What you need to do » Print all entries below exactly, without images.
Exercise input START
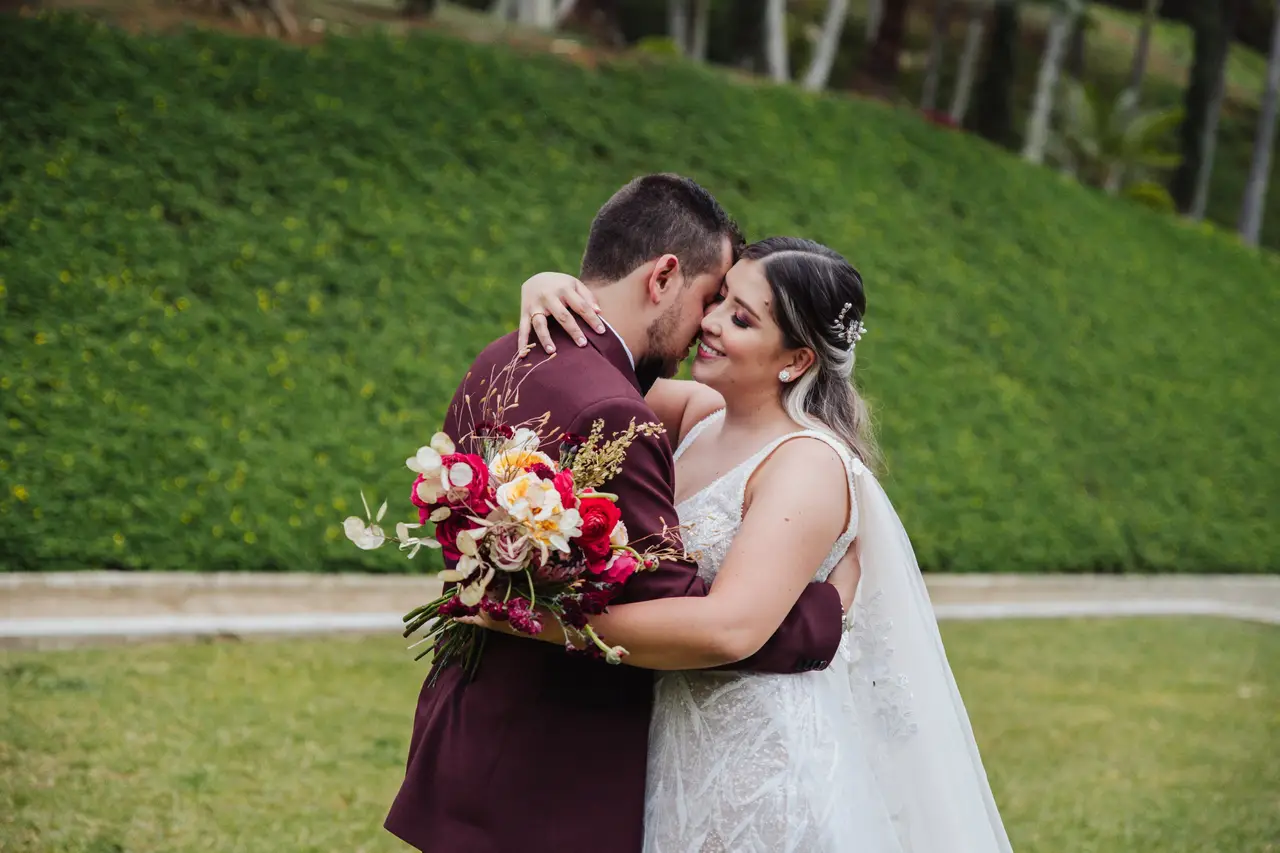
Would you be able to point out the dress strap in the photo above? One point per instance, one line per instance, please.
(696, 429)
(853, 466)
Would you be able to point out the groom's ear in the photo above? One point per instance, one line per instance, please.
(663, 277)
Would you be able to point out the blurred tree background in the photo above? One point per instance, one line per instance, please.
(241, 277)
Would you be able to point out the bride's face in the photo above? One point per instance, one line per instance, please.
(741, 346)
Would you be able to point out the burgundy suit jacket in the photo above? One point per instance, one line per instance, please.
(544, 751)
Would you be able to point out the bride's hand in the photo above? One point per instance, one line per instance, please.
(551, 633)
(560, 296)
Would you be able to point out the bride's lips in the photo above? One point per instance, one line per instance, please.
(707, 351)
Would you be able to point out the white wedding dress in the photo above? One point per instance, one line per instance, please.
(872, 755)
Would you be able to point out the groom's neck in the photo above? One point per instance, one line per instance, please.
(622, 309)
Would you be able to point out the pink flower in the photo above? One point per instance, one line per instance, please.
(522, 617)
(599, 516)
(565, 486)
(620, 569)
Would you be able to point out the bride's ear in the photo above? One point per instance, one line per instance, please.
(801, 360)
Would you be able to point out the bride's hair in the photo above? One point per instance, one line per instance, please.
(818, 302)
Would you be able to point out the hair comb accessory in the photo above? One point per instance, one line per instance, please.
(851, 333)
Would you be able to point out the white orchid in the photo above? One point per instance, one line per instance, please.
(618, 538)
(412, 543)
(530, 498)
(366, 537)
(522, 439)
(557, 530)
(429, 463)
(470, 592)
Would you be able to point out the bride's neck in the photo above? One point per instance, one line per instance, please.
(755, 414)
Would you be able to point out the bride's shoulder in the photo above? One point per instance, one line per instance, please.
(804, 463)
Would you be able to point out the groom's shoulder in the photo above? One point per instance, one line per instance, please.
(572, 374)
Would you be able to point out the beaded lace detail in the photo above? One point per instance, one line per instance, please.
(748, 762)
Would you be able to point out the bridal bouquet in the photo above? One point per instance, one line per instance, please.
(522, 530)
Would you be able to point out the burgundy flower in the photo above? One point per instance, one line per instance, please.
(620, 569)
(494, 609)
(447, 532)
(595, 600)
(543, 471)
(571, 612)
(453, 607)
(565, 486)
(522, 617)
(599, 518)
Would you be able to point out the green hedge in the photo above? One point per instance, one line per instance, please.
(241, 281)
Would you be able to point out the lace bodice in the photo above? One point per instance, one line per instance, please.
(713, 516)
(744, 762)
(872, 755)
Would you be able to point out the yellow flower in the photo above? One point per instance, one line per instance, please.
(511, 463)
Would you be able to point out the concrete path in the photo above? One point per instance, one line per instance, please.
(59, 610)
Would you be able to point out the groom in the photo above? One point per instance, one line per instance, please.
(545, 752)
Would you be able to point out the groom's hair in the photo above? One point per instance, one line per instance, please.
(653, 215)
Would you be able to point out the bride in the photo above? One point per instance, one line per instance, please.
(874, 753)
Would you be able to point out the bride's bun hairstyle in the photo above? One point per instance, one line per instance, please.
(818, 302)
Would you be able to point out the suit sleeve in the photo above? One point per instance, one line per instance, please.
(809, 635)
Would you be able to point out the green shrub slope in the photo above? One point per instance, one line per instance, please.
(241, 281)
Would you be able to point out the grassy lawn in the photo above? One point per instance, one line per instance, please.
(1101, 737)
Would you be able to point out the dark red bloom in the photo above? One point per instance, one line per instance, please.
(522, 617)
(599, 518)
(475, 495)
(447, 532)
(492, 429)
(565, 486)
(620, 569)
(595, 600)
(571, 612)
(455, 607)
(494, 609)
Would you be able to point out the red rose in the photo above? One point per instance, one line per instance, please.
(475, 493)
(599, 518)
(447, 533)
(621, 568)
(563, 484)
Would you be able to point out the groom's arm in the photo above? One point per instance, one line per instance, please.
(809, 635)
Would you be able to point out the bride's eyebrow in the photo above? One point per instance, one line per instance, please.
(749, 309)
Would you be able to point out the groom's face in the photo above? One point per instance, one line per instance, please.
(676, 329)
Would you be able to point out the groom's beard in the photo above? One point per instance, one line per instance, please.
(663, 354)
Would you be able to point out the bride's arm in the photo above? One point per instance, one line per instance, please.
(799, 506)
(677, 402)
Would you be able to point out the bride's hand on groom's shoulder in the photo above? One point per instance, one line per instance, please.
(561, 297)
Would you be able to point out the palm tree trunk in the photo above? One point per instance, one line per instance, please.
(874, 14)
(776, 40)
(937, 46)
(883, 58)
(828, 45)
(1260, 172)
(1203, 100)
(677, 24)
(968, 63)
(1046, 83)
(702, 21)
(1138, 68)
(993, 118)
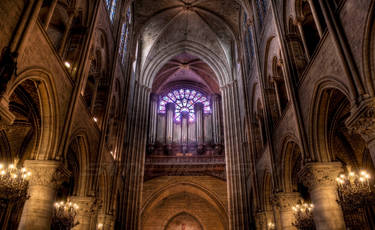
Exercise input END
Output for this exercise »
Would you be able to point out the dress strap in the photo above? One point per instance, one line per instance, please.
(696, 429)
(853, 466)
Would you be able to point out the groom's ear in the photo above? One point per instance, one line per instance, please.
(663, 277)
Would you be able to point out the blurred tree background in the photo above? One point per instance, one line per instance, please.
(241, 277)
Would you be able to point out the bride's face in the photo above? One point per instance, one line per instance, please.
(741, 346)
Would you be able to point out the burgundy suit jacket in the photo above? One point per instance, one line per instance, please.
(544, 751)
Would you be able to point out the bride's hand in the photo above? One point per instance, one line per instance, please.
(551, 633)
(560, 296)
Would you be able to point out the bride's lips in the photo above? One point per instance, one line per instance, please.
(707, 351)
Would you be able to point out the white wedding dress in the photo above? One point per instance, one line per instance, please.
(872, 755)
Would you be able to point out the groom's neck in the photo above? One point per instance, one line per instance, please.
(622, 309)
Would you be able to point out the pink flower in the photo above? One point per instance, one line per instance, please.
(522, 617)
(599, 516)
(565, 486)
(620, 569)
Would you be able to point out the bride's ear in the photo above? One point per instance, one line per instance, please.
(801, 360)
Would you be able to point out the bride's hair in the photo above? One point per instance, one line per instance, please.
(818, 302)
Would you be able to point out the hair comb accessory in the photo above? One point per instance, one line per instance, please.
(851, 333)
Would you be able to point out the white orchid in the photo above? One point per instance, one line per instance, please.
(618, 538)
(412, 543)
(530, 498)
(366, 537)
(522, 439)
(557, 530)
(429, 463)
(470, 592)
Would you be able to point out the bride's neck in the photo above? One point per instance, one line per instance, please.
(755, 414)
Would you be able to point out the bride's shoulder in the photo above? One point per instance, one line per instance, please.
(804, 463)
Would you be able to point out the groom's shoulder in the photo above? One point per instance, one line per instance, please.
(572, 374)
Would you be able to point out the beaded lace detail in the photo above? One point per instance, one line per instance, please.
(748, 762)
Would you be able to point out the bridal bouquet in the photo above? One point per instance, one line per instance, please.
(522, 530)
Would you be able to point out the burgundy flower in the photo above? One point per instance, one line per instance, please.
(620, 569)
(494, 609)
(447, 532)
(595, 600)
(543, 471)
(571, 612)
(453, 607)
(565, 486)
(522, 617)
(599, 518)
Would you be able to point out the green hedge in the photo above? One point per instance, one line per instance, please.
(241, 281)
Would you be able to point out the lace bodice in the photo above? One point per instance, one line per instance, please.
(713, 516)
(744, 762)
(872, 755)
Would you be able to point out the yellow flower in the photo above? One point per instance, one line per instance, please.
(511, 463)
Would you be able to point out the concrete path in the photo above? One point per instance, one line per instance, please.
(59, 610)
Would you be able to point out the groom in the photo above? One point per instance, one line per instance, please.
(545, 752)
Would you be able to point out the groom's hair in the photo above? One point per instance, one line per instance, please.
(653, 215)
Would you be able to point out the bride in the photo above? One point per instance, one line per instance, please.
(874, 753)
Would you be able to point out the bride's bun hairstyle in the photo above? One point per instance, one line per instance, please.
(818, 302)
Would you be able to point out the suit sleeve in the photo above? One point per instance, one line per instance, please.
(809, 635)
Would you be able to point out the green shrub slope in the photo above? One point per instance, one line per instance, please.
(241, 281)
Would you be able to point out the grassy lawn in the photo above? One point per instance, one line per instance, please.
(1101, 737)
Would you be able to point out the dark red bloom in the photo above? One point per instance, one line per instance, please.
(522, 617)
(599, 518)
(475, 495)
(447, 532)
(492, 429)
(565, 486)
(620, 569)
(595, 600)
(571, 612)
(455, 607)
(494, 609)
Would you be able to point out the red rose in the photo above? One point per instance, one line per instance, please.
(475, 493)
(599, 518)
(447, 533)
(621, 568)
(563, 484)
Would you be able to point out the groom's arm in the photo above? One point per instance, one line per instance, please.
(809, 635)
Would you be able to point out the bride's eyebrow in the photo above? One point per instance, one line per instance, please.
(749, 309)
Would you be able to point out the groom's face in the photo above? One point per instance, one line per instance, please.
(676, 329)
Would you be able to point out the groom's beard in the photo above? One point per instance, one line per instance, please.
(663, 354)
Would you be able to point out the bride's arm in the photo above? One point per instance, one line per instance, please.
(799, 506)
(677, 402)
Would you be able to point out the bride's hand on groom's shoulder in the photo above? One point per instance, one line per instance, please.
(561, 297)
Would you be able to point out the palm tree trunk in the photo above? One point per instance, one line per instance, please.
(874, 14)
(776, 40)
(937, 46)
(883, 58)
(828, 45)
(1260, 172)
(1203, 100)
(677, 24)
(968, 63)
(1046, 83)
(702, 21)
(1138, 68)
(993, 118)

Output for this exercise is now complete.